*Task statement*: Write the records out again, exactly as they stand below.

┏━━

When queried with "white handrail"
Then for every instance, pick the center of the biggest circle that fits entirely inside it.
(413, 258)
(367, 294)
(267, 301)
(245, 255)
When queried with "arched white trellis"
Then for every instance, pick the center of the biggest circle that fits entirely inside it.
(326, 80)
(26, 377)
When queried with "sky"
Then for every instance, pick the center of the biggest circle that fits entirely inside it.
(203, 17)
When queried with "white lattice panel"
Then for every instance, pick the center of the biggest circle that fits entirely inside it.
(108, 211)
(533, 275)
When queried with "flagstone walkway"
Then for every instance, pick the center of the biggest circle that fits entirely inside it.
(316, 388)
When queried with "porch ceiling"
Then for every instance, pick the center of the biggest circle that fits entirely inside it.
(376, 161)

┗━━

*Exercise output*:
When queried with "white handrail"
Then for every instance, pick the center of the biggest circle that fits entirely inside it.
(413, 258)
(367, 294)
(267, 301)
(245, 255)
When queried with "arched white trellis"
Then for every instance, pick the center of the biggest circle that fits entirely inside it.
(326, 80)
(26, 377)
When queried with "sky"
Then for every instance, pick the center of the biggest circle that fits entirely inside it.
(203, 17)
When queried with "white lattice panel"
Then for every instance, pick the center of the biggest circle that fits entirely inside it.
(108, 211)
(533, 275)
When queried with "flagstone walkway"
Then for every instance, pick the center of the biggest circle that fits entirely inside it.
(316, 388)
When queried with "porch ceiling"
Then for every instance, pick the center of the biggest circle that fits entirely inside it.
(376, 161)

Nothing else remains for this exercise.